Given problem
Take the lines from the one with "the white snow" to the end of the listing, both ends included, and quote them exactly, leaving pictures out.

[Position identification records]
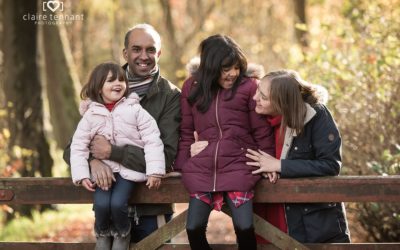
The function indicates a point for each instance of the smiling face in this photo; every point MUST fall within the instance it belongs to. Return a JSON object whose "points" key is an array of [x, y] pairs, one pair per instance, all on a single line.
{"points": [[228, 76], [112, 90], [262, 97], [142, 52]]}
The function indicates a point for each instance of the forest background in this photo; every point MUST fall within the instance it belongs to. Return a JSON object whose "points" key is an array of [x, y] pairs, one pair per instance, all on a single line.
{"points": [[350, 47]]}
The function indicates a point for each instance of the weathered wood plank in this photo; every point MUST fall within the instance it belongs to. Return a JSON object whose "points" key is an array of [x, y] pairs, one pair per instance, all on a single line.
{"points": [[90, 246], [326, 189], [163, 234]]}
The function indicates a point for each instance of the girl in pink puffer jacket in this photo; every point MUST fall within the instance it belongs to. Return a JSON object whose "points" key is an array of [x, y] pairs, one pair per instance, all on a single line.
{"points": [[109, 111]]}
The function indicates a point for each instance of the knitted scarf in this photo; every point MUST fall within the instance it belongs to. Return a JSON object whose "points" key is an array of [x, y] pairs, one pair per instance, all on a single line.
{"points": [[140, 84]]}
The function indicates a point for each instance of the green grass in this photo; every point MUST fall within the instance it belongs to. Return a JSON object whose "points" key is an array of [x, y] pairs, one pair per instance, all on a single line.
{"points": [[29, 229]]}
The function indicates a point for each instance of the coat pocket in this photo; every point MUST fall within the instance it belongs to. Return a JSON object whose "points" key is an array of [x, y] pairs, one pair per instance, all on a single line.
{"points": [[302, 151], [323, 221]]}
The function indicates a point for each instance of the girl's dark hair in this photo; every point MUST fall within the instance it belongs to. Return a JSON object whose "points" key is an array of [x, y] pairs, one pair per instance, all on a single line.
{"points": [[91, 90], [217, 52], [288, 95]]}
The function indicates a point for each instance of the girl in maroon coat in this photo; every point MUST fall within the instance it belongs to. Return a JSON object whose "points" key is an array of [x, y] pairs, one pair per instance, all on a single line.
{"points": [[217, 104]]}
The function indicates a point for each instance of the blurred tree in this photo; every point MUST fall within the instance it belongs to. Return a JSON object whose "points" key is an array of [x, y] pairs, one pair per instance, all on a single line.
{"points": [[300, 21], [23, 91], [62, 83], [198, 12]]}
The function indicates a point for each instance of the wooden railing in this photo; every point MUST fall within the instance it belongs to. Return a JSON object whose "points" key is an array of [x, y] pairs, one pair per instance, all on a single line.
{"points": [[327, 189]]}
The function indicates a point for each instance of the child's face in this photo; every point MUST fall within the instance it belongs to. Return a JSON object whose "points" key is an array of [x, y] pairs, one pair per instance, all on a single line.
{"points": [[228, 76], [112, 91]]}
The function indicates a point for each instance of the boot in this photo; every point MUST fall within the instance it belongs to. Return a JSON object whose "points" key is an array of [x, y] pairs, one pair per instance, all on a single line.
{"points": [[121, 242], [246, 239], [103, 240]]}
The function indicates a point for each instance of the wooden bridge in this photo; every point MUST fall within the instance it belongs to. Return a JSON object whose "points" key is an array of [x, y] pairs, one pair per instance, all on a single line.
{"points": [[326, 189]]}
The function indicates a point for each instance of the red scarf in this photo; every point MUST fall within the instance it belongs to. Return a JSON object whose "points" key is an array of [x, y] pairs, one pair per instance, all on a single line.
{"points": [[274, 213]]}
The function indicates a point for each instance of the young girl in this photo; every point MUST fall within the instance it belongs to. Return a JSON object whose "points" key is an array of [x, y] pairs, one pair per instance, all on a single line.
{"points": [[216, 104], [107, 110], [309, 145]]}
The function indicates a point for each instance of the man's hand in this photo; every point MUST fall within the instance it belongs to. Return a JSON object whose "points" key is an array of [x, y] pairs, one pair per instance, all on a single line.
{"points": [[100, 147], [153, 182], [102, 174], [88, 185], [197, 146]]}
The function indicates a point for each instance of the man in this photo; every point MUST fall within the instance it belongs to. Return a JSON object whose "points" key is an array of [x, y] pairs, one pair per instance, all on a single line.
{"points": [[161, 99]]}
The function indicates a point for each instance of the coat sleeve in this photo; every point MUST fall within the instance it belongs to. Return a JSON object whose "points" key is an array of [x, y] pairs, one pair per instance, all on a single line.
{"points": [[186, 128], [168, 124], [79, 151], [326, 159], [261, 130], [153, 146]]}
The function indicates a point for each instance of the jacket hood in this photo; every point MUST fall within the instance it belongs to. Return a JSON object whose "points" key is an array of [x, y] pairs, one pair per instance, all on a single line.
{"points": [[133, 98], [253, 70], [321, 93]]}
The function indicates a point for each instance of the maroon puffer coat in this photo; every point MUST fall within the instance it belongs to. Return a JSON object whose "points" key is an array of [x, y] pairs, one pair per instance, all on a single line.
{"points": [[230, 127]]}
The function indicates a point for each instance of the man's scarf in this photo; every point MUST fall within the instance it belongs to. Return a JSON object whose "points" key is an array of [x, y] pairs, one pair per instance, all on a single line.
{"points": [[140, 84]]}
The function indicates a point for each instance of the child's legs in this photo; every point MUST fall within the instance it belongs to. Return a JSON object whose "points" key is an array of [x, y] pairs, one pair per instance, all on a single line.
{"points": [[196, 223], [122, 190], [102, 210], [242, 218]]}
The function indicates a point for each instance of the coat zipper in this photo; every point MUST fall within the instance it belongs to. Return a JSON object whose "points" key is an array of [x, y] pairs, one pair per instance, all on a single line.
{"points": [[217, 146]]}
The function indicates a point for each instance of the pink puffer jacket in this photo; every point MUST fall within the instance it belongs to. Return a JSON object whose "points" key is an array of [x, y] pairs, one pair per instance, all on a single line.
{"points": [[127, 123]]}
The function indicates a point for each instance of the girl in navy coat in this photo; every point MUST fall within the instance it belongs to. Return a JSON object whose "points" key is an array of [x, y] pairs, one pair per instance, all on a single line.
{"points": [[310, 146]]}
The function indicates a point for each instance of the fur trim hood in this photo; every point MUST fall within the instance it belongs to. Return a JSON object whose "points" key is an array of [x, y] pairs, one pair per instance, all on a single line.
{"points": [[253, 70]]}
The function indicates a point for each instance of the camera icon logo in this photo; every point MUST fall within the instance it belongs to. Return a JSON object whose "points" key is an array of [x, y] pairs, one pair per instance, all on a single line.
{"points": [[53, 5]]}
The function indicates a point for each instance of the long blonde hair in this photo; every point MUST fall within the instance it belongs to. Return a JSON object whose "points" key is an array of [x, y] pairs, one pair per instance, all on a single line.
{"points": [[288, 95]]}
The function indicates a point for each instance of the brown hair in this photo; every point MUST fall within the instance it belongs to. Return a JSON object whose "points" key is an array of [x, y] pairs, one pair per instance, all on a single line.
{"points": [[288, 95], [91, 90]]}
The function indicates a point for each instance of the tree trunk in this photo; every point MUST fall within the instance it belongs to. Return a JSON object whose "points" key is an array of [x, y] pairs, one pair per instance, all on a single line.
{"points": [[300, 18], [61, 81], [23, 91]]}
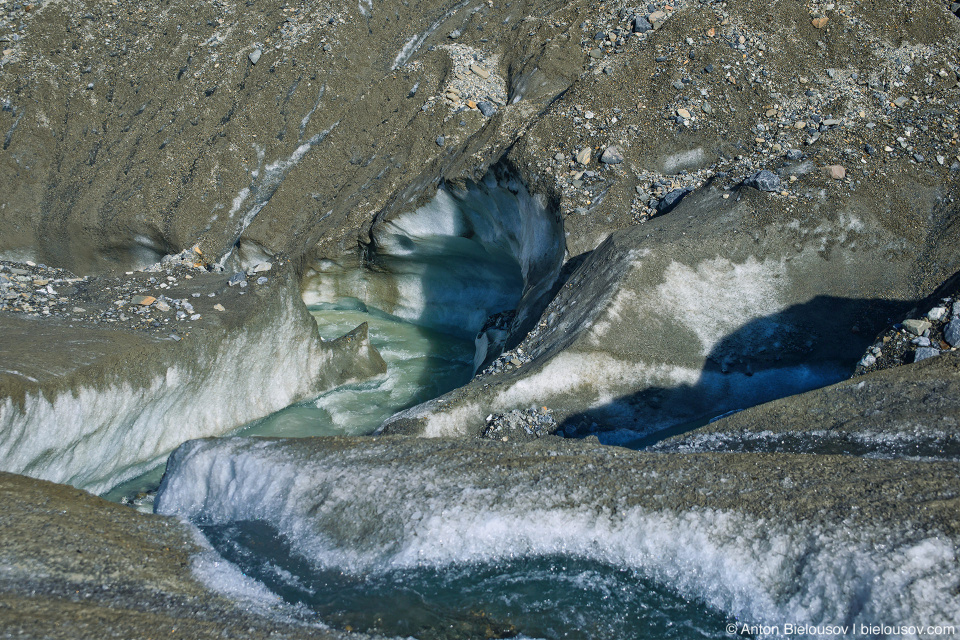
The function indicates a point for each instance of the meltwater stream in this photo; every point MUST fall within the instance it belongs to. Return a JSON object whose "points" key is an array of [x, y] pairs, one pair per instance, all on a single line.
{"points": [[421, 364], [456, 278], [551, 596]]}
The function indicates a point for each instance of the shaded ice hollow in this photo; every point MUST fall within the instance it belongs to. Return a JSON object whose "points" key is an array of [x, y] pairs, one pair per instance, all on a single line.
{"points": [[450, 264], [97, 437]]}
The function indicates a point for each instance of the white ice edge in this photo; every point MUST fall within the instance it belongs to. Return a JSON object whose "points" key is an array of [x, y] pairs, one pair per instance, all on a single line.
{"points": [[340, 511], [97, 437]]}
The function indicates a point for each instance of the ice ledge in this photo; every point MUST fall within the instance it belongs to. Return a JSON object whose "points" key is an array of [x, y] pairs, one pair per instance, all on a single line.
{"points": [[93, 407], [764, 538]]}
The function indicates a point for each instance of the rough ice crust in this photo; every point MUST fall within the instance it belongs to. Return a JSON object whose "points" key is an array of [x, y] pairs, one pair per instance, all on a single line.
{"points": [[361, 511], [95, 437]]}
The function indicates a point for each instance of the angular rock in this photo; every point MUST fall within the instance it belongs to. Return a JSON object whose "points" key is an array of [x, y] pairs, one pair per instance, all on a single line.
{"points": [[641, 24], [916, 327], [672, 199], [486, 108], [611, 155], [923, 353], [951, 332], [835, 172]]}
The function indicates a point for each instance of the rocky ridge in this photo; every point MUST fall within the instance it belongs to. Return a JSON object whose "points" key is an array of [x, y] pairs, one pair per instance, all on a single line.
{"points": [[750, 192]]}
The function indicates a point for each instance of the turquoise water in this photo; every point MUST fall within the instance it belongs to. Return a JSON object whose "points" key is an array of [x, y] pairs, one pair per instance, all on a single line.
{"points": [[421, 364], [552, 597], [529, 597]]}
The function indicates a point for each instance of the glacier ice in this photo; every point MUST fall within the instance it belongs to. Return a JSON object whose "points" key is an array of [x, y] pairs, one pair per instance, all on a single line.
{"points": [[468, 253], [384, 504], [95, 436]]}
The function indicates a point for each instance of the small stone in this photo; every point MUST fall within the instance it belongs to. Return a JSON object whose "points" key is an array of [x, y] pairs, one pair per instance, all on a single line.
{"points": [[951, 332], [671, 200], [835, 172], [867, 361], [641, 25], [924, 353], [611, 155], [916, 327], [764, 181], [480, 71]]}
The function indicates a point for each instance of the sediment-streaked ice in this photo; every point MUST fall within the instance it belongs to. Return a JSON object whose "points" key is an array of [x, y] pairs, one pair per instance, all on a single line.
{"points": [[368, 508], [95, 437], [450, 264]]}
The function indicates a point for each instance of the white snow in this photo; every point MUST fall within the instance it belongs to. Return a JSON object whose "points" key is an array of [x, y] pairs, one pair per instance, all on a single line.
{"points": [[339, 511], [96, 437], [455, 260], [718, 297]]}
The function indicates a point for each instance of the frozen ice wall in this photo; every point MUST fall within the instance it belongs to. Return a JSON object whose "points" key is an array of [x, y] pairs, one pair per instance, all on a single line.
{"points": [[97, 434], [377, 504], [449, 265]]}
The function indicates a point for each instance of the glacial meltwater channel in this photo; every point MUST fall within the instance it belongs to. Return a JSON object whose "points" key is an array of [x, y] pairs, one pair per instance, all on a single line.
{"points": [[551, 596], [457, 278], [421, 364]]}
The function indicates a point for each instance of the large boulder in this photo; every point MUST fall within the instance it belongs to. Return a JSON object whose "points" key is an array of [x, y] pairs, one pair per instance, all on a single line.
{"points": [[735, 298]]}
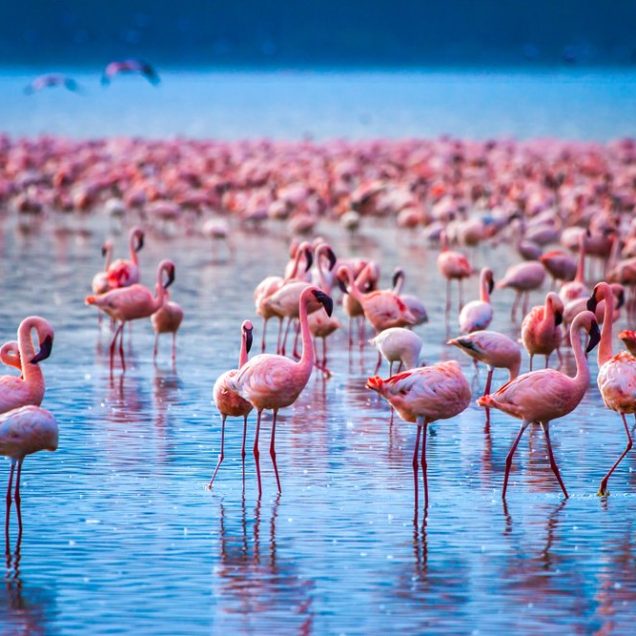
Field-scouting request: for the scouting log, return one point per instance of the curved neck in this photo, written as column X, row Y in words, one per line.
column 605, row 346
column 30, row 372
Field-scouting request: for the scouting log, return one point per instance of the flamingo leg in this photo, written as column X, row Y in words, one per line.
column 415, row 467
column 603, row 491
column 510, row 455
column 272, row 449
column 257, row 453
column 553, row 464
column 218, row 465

Response
The function indicates a point for each instance of the white snow in this photo; every point MUST fall within the instance it belongs to. Return a JSON object whose "points" key is an array of [x, y] pairs, one pair per instance, all on a single line.
{"points": [[339, 511], [96, 437], [455, 260], [718, 297]]}
The function indicates a point for each instance of the frozen ice wall in this photo; every point MUST fall within the instance it belongs to. Return a JSON object whose "points" key is an array of [x, y] pairs, one pair per instance, all on a single line.
{"points": [[97, 434], [377, 504], [449, 265]]}
The function indicates a point for each instance of the glacial meltwater channel in this photo; every point MUST fall within the instance it belongs to. Return a JSON object whose "points" key is an array of [x, y] pairs, one pair per instance, all on a single line.
{"points": [[551, 596], [457, 278], [421, 364]]}
The function indicates a point for each instance of the large boulder in this photo; every point MUST fall within the instance it belongs to. Return a JSON object whose "points" key is an array of [x, y] pairs, one pair per instance, all on a single line.
{"points": [[735, 298]]}
Field-scouting request: for the scouting log, return one point per instance of the curved neck in this photo, written as column X, row Y in words, one per line.
column 605, row 346
column 30, row 372
Field-scouting request: for the scouting log, return one point per instance of the flamingo leg in this photo, written as column X, row Y in words, one per line.
column 415, row 467
column 603, row 491
column 510, row 455
column 272, row 449
column 257, row 453
column 553, row 464
column 218, row 465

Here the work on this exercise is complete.